> What to work on
Would it be possible to quote, exactly and in full, the lines from the one with "of the silver" through the end of the entries below?
━━ Data listing
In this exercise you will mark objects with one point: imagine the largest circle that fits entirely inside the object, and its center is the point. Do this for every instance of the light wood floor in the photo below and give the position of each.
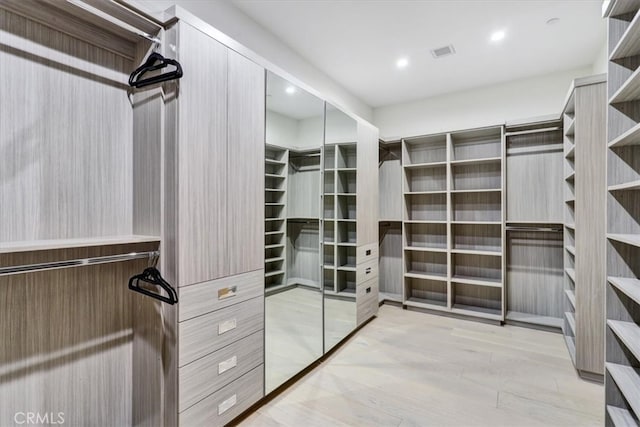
(414, 369)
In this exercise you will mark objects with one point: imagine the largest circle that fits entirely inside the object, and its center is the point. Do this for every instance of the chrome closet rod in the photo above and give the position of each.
(29, 268)
(527, 132)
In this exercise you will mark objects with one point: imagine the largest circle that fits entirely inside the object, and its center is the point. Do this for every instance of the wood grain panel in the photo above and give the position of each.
(535, 273)
(367, 177)
(590, 136)
(202, 159)
(366, 300)
(205, 376)
(390, 185)
(68, 343)
(245, 153)
(390, 261)
(534, 177)
(61, 178)
(210, 332)
(245, 391)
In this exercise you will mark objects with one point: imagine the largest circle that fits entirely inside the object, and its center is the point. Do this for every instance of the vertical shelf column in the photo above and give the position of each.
(622, 380)
(276, 165)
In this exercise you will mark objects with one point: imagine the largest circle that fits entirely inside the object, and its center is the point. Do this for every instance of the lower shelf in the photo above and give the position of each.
(534, 319)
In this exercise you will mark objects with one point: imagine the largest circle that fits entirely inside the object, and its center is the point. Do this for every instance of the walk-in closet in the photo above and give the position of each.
(354, 213)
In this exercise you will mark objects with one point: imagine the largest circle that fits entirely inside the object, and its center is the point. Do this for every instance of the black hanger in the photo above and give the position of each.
(152, 275)
(155, 61)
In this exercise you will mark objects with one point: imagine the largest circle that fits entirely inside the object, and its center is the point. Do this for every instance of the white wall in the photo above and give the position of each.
(486, 106)
(225, 17)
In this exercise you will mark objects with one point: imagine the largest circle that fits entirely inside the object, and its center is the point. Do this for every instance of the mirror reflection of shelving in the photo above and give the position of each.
(339, 265)
(276, 166)
(452, 228)
(569, 307)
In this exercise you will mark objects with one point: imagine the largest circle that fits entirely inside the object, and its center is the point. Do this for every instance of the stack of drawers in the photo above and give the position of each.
(366, 282)
(221, 348)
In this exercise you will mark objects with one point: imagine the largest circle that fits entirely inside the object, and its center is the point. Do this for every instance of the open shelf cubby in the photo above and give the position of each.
(426, 291)
(453, 222)
(476, 144)
(424, 150)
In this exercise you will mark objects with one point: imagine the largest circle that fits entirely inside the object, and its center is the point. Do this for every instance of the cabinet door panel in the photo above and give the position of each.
(367, 208)
(245, 199)
(202, 158)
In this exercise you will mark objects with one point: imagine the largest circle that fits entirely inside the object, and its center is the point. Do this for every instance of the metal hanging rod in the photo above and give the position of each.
(527, 132)
(29, 268)
(125, 26)
(543, 229)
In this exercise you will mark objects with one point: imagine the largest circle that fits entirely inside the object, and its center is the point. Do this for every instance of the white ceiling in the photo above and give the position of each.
(357, 42)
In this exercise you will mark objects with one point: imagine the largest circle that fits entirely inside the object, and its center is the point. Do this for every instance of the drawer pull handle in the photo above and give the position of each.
(225, 365)
(227, 326)
(227, 404)
(227, 292)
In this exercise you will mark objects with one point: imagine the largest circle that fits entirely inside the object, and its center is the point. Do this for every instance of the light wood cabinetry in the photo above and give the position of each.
(622, 381)
(452, 228)
(215, 141)
(584, 228)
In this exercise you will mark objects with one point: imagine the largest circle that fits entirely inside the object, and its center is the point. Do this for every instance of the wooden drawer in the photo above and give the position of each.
(366, 253)
(367, 271)
(227, 403)
(366, 300)
(206, 334)
(196, 300)
(199, 379)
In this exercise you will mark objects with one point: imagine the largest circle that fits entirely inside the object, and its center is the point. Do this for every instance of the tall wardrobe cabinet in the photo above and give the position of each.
(214, 230)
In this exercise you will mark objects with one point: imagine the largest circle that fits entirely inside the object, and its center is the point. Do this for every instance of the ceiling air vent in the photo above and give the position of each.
(443, 51)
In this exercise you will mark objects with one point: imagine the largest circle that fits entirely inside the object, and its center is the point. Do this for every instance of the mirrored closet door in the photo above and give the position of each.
(293, 212)
(339, 223)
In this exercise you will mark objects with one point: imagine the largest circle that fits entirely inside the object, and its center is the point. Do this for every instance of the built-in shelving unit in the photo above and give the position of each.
(622, 379)
(276, 166)
(452, 231)
(339, 216)
(569, 304)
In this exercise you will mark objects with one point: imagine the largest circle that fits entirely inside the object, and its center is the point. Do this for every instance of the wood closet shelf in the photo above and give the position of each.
(628, 138)
(629, 239)
(628, 382)
(425, 249)
(628, 333)
(53, 244)
(476, 161)
(630, 186)
(477, 281)
(628, 286)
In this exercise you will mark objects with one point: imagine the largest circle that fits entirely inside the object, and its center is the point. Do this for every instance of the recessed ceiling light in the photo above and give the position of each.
(402, 63)
(497, 36)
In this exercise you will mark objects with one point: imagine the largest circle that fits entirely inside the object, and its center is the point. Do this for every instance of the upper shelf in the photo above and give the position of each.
(629, 43)
(46, 245)
(630, 137)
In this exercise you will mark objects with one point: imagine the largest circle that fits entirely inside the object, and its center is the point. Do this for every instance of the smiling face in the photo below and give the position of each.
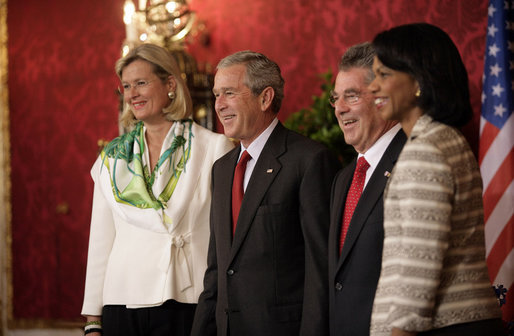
(145, 101)
(394, 93)
(243, 115)
(360, 123)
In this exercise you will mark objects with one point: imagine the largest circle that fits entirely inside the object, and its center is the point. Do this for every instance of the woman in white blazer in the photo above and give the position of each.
(149, 228)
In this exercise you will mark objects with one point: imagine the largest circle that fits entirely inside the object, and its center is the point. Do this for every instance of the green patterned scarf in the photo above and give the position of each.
(131, 180)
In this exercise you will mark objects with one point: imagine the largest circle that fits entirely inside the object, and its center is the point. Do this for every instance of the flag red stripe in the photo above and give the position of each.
(501, 180)
(489, 133)
(501, 249)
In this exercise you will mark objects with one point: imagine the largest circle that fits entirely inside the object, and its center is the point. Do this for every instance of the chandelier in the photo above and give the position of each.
(167, 24)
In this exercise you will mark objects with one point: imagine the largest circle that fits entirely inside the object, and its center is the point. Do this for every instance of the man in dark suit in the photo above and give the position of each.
(355, 251)
(269, 277)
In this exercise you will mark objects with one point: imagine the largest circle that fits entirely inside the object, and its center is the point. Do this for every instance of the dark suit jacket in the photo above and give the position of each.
(272, 278)
(353, 276)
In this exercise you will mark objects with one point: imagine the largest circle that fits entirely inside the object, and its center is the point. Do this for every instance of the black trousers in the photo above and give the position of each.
(493, 327)
(170, 319)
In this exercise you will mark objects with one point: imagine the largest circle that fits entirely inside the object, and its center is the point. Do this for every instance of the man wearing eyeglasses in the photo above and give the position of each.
(356, 219)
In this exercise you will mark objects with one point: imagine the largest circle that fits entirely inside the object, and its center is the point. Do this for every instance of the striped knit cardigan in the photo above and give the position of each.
(433, 264)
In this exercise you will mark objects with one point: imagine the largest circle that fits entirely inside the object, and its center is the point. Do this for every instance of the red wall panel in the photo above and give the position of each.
(62, 100)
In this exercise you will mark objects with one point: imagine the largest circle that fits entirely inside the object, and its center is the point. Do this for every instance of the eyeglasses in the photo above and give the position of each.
(352, 98)
(140, 84)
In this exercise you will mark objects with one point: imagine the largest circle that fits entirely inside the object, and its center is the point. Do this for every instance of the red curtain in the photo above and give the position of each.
(62, 101)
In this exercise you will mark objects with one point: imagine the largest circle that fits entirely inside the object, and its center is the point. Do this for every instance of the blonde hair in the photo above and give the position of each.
(164, 65)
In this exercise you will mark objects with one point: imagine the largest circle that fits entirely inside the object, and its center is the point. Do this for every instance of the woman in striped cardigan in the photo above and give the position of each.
(434, 277)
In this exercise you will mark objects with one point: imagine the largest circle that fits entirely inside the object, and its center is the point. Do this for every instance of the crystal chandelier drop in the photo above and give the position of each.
(165, 23)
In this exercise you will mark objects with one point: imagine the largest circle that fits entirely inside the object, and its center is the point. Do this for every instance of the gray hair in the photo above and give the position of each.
(261, 72)
(164, 65)
(359, 56)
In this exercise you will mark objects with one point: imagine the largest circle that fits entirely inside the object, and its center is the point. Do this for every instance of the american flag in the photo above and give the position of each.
(496, 153)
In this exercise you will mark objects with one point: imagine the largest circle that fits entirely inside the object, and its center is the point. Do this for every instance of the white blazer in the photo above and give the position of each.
(146, 265)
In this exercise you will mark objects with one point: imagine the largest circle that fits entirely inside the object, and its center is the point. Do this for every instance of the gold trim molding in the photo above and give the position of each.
(5, 178)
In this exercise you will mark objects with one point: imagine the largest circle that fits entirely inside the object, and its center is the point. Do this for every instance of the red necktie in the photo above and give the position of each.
(354, 193)
(237, 188)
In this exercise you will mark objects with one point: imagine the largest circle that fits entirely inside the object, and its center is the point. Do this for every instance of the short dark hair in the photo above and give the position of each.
(261, 72)
(428, 54)
(359, 56)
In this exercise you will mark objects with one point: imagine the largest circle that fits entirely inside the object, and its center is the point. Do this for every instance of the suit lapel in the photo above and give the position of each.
(224, 203)
(264, 173)
(372, 195)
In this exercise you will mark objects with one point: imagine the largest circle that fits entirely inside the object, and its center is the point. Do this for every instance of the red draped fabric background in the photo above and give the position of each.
(62, 101)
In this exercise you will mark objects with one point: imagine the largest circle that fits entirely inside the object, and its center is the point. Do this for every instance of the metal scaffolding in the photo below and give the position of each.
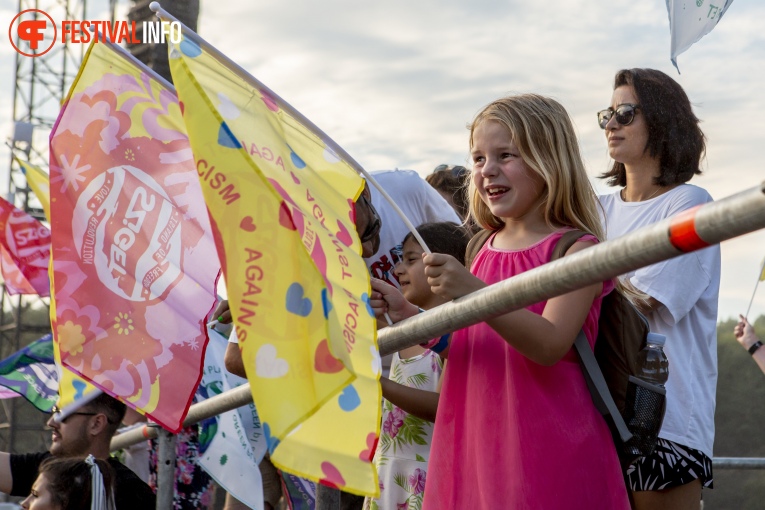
(40, 84)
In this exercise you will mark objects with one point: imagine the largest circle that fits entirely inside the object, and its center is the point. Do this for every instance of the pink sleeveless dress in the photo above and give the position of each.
(511, 433)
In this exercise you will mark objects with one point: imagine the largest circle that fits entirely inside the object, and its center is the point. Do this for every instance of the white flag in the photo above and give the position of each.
(690, 20)
(232, 444)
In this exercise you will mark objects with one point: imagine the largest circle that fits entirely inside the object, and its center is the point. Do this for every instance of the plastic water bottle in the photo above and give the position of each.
(643, 403)
(654, 363)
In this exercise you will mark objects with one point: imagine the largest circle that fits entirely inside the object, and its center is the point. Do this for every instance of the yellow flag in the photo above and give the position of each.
(39, 182)
(71, 387)
(282, 206)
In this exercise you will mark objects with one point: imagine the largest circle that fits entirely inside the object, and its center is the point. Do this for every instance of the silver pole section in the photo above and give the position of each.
(327, 498)
(213, 406)
(714, 222)
(166, 470)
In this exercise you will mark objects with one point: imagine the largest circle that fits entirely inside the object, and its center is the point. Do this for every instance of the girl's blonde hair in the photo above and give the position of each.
(542, 130)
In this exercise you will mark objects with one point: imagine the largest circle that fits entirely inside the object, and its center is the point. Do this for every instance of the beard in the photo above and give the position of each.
━━━━
> Task answer
In this exercise you will mark objects with one point: imagine the largest circle that fits entirely inside the object, and its center is the point. Do this for every instance of the silver pole section in the photo above and give the position of each.
(327, 498)
(213, 406)
(714, 222)
(166, 470)
In this exercise you will mark objects with one point: imagine the largest circle that fits entirely inside the object, and its center is the point. Do this for every instance of the girl's blonde hair in the photo above and give the position of each.
(542, 130)
In this exercise you will mark objects with one point: imagine the largest circle that fits entirely inside the object, and its center is the point. Do this for every instance of the beard in the photo above and give the position of each.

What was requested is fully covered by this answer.